CONSEGNA A |
In base al brano selezionato sui farmaci nello spazio, indica se ciascuna affermazione è conforme al testo. Rispondi sì o no e cita le parole decisive del brano.
(i) Gli scienziati hanno inviato 35 campioni di medicine sulla Stazione Spaziale Internazionale.
(ii) La vitamina C si è degradata durante la permanenza nello spazio.
(iii) Sulla Terra le medicine hanno una vita utile media di circa dieci anni.
CONSEGNA B |
Secondo il brano selezionato sui farmaci nello spazio, su quale rivista è stato pubblicato l'articolo dei ricercatori del Johnson Space Center?

Nello spazio è meglio non ammalarsi: un recente studio della NASA ha dimostrato che tra le stelle i farmaci perdono gran parte della loro efficacia.
Astronauti e turisti spaziali, nel preparare la valigia per il prossimo viaggio tra le stelle non dimenticatevi la maglia di lana: nel cosmo anche un banale raffreddore potrebbe diventare piuttosto antipatico visto che l'efficacia di aspirine e medicinali vari, lassù, sembra essere notevolmente ridotta. Lo affermano i ricercatori del Johnson Space Center in un articolo recentemente pubblicato sulla rivista scientifica AAPS.
Emicranie spaziali
Le medicine, sulla Terra, hanno una vita utile media di un paio di anni, poi cominciano più o meno rapidamente a perdere le funzionalità terapeutiche. Ma nello spazio l'esposizione prolungata alle basse dosi di radiazioni ionizzanti ne riduce notevolmente la vita utile: in altre parole, scadono prima.
Il problema è piuttosto serio, perchè la sempre maggior durata di viaggi e missioni spaziali rende indispensabile agli astronauti poter disporre di farmacie ben fornite. Gli scienziati americani hanno mandato a bordo della Stazione Spaziale Internazionale 35 campioni di medicine diverse e a intervalli variabili tra 15 giorni e 28 mesi ne hanno analizzato l'effettiva efficacia.
I risultati sono stati sconfortanti: quasi tutti i composti sono tornati dallo spazio parzialmente o completamente degradati e la maggior parte di loro non avrebbe superato i test della Food and Drug Administration per la commercializzazione negli USA.
Le adrenaline, la vitamina A e la vitamina C hanno invece tratto giovamento dalla permanenza nello spazio: l'ambiente ricco di CO2 le ha protette dalla ossidazione alla quale sono particolarmente sensibili.
«Lo studio faciliterà la ricerca e lo sviluppo di prodotti farmaceutici progettati per lo spazio e di tecnologie di packaging adatte all'ambiente extraterrestre» spiega Lakshmi Putcha, responsabile dello studio.

DATI ESERCIZIO |
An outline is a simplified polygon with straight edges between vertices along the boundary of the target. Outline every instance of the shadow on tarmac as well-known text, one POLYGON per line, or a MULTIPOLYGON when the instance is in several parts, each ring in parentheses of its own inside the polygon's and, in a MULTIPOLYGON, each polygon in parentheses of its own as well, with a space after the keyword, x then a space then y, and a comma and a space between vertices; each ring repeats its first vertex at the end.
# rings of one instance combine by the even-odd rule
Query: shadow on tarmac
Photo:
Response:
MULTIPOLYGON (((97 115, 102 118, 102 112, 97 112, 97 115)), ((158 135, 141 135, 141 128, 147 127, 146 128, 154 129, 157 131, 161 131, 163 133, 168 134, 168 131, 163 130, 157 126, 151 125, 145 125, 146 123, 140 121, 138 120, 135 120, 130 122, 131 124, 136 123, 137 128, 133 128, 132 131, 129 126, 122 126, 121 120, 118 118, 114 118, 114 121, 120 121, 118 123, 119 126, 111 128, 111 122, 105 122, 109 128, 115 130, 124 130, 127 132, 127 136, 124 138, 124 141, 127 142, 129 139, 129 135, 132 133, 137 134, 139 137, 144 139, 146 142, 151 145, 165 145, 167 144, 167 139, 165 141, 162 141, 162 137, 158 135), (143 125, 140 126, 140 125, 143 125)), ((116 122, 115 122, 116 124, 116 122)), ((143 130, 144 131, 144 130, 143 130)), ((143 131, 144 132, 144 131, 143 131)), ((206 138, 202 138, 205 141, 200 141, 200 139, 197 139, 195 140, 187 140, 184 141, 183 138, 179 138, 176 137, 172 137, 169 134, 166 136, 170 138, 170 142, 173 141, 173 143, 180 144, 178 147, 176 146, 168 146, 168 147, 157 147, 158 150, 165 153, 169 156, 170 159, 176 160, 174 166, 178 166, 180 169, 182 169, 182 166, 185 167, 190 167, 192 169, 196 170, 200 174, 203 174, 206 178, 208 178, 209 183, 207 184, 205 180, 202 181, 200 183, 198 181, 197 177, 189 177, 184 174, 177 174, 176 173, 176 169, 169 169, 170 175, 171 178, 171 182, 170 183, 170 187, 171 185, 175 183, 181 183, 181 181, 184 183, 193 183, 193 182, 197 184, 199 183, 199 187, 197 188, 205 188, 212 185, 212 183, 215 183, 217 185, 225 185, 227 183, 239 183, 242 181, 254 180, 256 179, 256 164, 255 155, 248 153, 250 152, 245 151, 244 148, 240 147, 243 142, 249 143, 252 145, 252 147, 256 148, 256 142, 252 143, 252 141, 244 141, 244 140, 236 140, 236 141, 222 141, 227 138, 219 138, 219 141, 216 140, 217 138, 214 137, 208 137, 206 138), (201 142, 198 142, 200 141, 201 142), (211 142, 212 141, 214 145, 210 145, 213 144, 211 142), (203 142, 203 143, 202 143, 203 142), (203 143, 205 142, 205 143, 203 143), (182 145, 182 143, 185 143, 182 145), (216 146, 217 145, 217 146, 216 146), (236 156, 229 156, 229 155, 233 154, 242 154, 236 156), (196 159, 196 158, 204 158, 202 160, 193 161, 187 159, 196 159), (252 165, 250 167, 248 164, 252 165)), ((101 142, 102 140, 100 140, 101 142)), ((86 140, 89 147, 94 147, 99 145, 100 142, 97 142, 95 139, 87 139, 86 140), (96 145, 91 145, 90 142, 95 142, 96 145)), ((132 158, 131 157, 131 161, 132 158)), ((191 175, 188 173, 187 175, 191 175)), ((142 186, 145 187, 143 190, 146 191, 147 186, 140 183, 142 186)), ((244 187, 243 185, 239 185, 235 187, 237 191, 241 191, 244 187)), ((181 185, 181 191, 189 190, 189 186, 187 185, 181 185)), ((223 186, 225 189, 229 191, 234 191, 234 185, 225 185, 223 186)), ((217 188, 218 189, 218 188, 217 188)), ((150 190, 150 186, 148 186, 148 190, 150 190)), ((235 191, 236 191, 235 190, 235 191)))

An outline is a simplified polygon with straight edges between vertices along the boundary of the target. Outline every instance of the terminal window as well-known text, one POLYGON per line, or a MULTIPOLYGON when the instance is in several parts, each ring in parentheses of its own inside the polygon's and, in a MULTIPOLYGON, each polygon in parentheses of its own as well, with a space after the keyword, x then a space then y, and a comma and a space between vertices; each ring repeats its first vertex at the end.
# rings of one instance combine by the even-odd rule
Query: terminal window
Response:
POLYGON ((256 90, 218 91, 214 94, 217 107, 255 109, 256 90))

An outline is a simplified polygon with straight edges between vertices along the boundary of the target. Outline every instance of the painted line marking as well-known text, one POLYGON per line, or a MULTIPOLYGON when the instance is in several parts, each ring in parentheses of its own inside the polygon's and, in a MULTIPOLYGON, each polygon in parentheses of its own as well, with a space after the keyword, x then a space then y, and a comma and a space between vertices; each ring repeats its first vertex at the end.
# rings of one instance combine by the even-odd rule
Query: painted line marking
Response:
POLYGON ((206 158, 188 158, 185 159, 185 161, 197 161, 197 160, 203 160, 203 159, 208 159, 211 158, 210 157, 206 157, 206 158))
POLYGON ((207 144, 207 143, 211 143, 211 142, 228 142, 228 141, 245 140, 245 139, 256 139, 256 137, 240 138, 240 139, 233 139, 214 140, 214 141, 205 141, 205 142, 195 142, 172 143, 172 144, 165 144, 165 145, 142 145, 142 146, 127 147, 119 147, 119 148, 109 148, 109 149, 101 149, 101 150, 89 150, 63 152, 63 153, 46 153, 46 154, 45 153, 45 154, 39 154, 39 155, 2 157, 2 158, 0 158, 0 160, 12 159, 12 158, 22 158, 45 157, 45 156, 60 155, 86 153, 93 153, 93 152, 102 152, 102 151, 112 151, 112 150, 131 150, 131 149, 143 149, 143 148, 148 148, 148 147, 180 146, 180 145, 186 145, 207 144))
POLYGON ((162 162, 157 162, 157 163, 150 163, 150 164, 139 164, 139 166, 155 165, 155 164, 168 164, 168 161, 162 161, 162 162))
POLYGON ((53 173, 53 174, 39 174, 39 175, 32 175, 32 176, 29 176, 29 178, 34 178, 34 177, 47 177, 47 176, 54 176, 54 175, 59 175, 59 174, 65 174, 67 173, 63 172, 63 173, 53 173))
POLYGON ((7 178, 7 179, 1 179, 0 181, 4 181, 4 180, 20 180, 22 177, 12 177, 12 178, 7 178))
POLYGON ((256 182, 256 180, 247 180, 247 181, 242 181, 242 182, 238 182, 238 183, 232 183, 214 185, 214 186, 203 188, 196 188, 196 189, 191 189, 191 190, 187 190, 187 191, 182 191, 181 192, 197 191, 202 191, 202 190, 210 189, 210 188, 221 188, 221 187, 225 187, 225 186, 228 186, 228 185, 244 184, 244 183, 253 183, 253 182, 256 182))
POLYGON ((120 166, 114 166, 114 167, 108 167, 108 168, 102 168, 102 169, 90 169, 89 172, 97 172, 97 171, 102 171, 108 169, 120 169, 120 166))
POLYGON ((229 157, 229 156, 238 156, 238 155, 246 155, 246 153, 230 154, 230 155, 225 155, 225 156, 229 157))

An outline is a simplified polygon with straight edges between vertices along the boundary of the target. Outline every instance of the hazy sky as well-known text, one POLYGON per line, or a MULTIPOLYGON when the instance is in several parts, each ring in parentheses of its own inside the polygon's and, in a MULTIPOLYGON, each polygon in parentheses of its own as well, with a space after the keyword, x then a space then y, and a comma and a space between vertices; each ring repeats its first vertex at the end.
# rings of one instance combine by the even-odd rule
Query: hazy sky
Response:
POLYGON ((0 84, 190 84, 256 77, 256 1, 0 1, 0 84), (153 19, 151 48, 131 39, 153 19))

RISPOSTA A |
(i) Sì: "hanno mandato a bordo della Stazione Spaziale Internazionale 35 campioni di medicine diverse".
(ii) No: "Le adrenaline, la vitamina A e la vitamina C hanno invece tratto giovamento dalla permanenza nello spazio".
(iii) No: "hanno una vita utile media di un paio di anni".

RISPOSTA B |
Sulla rivista scientifica AAPS.